Available data start

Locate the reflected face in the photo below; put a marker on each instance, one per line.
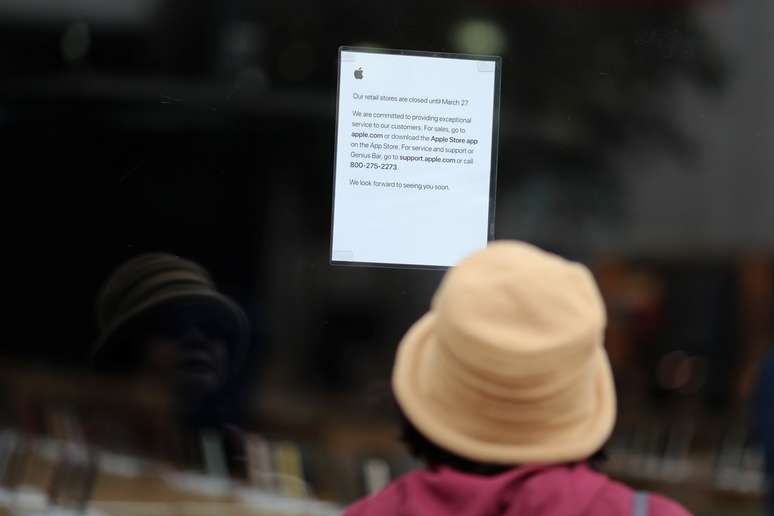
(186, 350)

Available data end
Available data start

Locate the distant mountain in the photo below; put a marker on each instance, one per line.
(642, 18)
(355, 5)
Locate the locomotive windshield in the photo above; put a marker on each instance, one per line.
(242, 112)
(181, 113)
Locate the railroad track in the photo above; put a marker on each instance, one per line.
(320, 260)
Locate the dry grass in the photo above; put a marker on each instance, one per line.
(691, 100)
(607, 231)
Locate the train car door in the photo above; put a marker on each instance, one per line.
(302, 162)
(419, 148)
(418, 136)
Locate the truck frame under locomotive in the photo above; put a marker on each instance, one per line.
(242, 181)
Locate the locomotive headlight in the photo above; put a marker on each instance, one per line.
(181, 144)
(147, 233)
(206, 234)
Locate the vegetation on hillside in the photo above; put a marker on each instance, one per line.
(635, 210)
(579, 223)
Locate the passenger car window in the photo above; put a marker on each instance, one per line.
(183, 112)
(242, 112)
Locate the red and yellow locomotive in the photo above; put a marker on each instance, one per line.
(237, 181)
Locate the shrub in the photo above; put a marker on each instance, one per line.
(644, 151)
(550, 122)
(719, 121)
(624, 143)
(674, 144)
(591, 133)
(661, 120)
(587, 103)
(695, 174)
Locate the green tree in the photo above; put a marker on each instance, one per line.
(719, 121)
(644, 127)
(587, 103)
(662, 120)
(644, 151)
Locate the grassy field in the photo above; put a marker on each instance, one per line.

Available data end

What you need to do ::
Copy out the material word for word, from the line that contains "Locate the railroad" through the line that contains "Locate the grassy", including both of those lines.

Reply to the exercise ::
Locate the railroad track in the photo above; put a marker on each instance, one per line.
(320, 260)
Locate the dry grass in the photo above; put a marker on each instance, one per line.
(691, 100)
(607, 231)
Locate the train car door in the photo above; put a marker on each instance, one per line.
(302, 162)
(419, 148)
(418, 136)
Locate the truck frame under locomotive in the photo above; put a marker on each instance, one per line.
(242, 181)
Locate the locomotive headlight in the photo above; put a marker on each instance, one per line.
(181, 144)
(147, 233)
(206, 234)
Locate the vegetation on hillside in the photo above; put a marker on each instance, one per line.
(635, 210)
(579, 223)
Locate the passenger car window in the photo above; put a marker on each instance, one per line.
(183, 112)
(242, 112)
Locate the red and yellow locomotive in the photo above; put a marker on each instance, one per line.
(237, 181)
Locate the shrub in the photo above; put a marker on each instance, one per line.
(644, 151)
(550, 122)
(719, 121)
(624, 143)
(674, 144)
(591, 133)
(661, 120)
(587, 103)
(695, 174)
Locate the green tree in the photo above; put a marker on each instance, one per line.
(719, 121)
(644, 127)
(587, 103)
(662, 120)
(644, 151)
Locate the grassy field in the photo above; put a marker on each instance, one per line.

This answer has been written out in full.